__TASKS FOR THIS EXERCISE__.
**A.** Using the API gateway design below, decide whether each statement agrees with it. Answer yes or no, and quote the words that settle it.
(i) The gateway may add no more than 5ms of P99 latency overhead.
(ii) Putting new routes into effect requires restarting the gateway.
(iii) The rate limit counters take up about 8 MB in Redis.
**B.** Answer these questions from the API gateway design below, each on its own line.
(i) What availability does the gateway have to reach?
(ii) How many gateway nodes are planned once headroom is included?
(iii) What example of protocol translation is given?
**C.** Set down word for word the part of the API gateway design below that opens with the words containing "Scale Estimation" and closes with "KB in Redis.".

[start PASSAGE GIVEN]

System Design: API Gateway

Requirements

Functional Requirements:

Route incoming HTTP/gRPC requests to appropriate backend microservices
Authenticate requests via JWT, API keys, OAuth2, and mTLS
Enforce rate limiting per consumer, per endpoint, and globally
Transform requests and responses: header manipulation, payload transformation, protocol translation (HTTP→gRPC)
Aggregate multiple backend calls into a single client response (request aggregation/BFF pattern)
Provide a developer portal: API documentation, key management, usage analytics

Non-Functional Requirements:

P99 latency overhead under 5ms (gateway adds minimal latency to each request)
99.999% availability — the gateway is the single ingress point; its downtime = full outage
Handle 1 million requests/second throughput
Zero-downtime configuration updates: new routes, auth policies apply without restarting

Scale Estimation

1M requests/sec across a gateway cluster. Each request requires: auth token validation (~0.5ms with cached public key), rate limit check (~0.3ms Redis lookup), routing table lookup (~0.1ms in-memory), upstream proxy (~2-4ms network). Total gateway overhead: ~5ms. Gateway nodes: at 50,000 RPS per node (single-threaded event loop like Nginx/Envoy), 20 nodes needed with 2x headroom = 40 nodes. Configuration store: ~10,000 routes × 1 KB = 10 MB, trivially fits in memory on all nodes. Rate limit counters: 100,000 active consumers × 8 bytes = 800 KB in Redis.

[end PASSAGE GIVEN]
[start RECORDS SHOWN]

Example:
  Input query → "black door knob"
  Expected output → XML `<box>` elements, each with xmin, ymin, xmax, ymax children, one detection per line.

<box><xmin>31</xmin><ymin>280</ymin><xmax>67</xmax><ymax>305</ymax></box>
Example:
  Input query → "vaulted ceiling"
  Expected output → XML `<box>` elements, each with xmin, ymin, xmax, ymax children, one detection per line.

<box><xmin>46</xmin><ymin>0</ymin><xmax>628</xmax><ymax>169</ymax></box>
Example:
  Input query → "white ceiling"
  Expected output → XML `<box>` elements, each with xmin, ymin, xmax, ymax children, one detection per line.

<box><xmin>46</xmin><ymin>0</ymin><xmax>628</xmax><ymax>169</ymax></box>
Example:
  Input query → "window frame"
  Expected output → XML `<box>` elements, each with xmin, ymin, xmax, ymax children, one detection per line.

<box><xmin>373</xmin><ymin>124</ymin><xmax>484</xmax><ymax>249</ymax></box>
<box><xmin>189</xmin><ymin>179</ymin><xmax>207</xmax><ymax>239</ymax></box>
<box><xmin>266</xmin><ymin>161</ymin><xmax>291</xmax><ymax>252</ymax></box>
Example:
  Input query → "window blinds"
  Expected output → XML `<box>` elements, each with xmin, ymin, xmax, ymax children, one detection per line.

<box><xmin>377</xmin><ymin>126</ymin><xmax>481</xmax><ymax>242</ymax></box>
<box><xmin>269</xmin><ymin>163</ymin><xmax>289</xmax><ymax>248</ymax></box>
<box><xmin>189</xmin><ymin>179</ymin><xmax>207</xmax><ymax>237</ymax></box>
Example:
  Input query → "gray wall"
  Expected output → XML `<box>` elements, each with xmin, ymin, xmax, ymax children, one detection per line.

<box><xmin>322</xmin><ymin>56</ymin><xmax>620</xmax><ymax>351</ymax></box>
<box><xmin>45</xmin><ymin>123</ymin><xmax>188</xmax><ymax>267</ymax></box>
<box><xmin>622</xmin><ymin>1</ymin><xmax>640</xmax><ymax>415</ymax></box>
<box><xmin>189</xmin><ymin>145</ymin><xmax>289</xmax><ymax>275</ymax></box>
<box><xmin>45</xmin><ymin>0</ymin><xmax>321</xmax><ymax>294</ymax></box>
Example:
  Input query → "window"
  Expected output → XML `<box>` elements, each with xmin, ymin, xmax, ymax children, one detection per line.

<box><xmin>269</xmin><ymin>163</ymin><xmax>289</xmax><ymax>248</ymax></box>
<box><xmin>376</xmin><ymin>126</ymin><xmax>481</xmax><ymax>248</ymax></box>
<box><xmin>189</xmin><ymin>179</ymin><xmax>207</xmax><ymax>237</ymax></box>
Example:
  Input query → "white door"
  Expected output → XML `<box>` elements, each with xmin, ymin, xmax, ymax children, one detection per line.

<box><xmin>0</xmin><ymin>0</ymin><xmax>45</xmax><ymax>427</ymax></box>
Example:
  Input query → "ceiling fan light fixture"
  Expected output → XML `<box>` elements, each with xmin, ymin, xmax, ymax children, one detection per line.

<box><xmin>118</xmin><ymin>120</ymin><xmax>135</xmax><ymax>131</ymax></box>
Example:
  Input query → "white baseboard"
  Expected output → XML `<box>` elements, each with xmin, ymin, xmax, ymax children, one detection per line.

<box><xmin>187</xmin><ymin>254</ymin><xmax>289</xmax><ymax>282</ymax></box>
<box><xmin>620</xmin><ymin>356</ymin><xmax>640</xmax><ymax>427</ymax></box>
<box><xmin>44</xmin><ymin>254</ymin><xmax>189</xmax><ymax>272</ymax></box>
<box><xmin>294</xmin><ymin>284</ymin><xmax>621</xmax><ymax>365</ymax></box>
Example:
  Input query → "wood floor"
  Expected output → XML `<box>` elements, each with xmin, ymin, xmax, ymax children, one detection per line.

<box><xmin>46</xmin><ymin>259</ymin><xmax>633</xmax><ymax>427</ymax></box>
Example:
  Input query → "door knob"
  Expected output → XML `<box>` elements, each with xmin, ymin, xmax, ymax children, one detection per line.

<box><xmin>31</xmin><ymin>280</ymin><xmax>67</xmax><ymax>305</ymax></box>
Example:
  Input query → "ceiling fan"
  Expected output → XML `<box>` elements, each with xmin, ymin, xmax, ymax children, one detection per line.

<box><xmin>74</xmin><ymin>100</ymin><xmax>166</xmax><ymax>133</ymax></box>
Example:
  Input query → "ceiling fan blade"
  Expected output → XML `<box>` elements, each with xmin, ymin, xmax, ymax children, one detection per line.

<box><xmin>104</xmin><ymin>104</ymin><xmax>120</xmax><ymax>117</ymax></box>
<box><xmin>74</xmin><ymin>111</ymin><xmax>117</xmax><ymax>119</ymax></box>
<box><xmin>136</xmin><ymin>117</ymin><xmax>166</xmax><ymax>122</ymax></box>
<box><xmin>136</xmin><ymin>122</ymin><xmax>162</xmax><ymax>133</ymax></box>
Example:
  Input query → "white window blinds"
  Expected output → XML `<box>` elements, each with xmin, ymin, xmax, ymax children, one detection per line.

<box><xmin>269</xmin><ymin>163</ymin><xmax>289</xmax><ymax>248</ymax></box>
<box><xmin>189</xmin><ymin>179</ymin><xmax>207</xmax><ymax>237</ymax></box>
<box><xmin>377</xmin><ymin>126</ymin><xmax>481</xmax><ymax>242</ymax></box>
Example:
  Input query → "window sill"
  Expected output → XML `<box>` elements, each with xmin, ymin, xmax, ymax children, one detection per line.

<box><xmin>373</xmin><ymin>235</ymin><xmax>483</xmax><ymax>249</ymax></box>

[end RECORDS SHOWN]

__RESPONSES TO THE TASKS__.
**A.**
(i) Yes: "P99 latency overhead under 5ms"
(ii) No: "new routes, auth policies apply without restarting"
(iii) No: "100,000 active consumers × 8 bytes = 800 KB in Redis"

**B.**
(i) 99.999%
(ii) 40
(iii) HTTP→gRPC

**C.**
Scale Estimation

1M requests/sec across a gateway cluster. Each request requires: auth token validation (~0.5ms with cached public key), rate limit check (~0.3ms Redis lookup), routing table lookup (~0.1ms in-memory), upstream proxy (~2-4ms network). Total gateway overhead: ~5ms. Gateway nodes: at 50,000 RPS per node (single-threaded event loop like Nginx/Envoy), 20 nodes needed with 2x headroom = 40 nodes. Configuration store: ~10,000 routes × 1 KB = 10 MB, trivially fits in memory on all nodes. Rate limit counters: 100,000 active consumers × 8 bytes = 800 KB in Redis.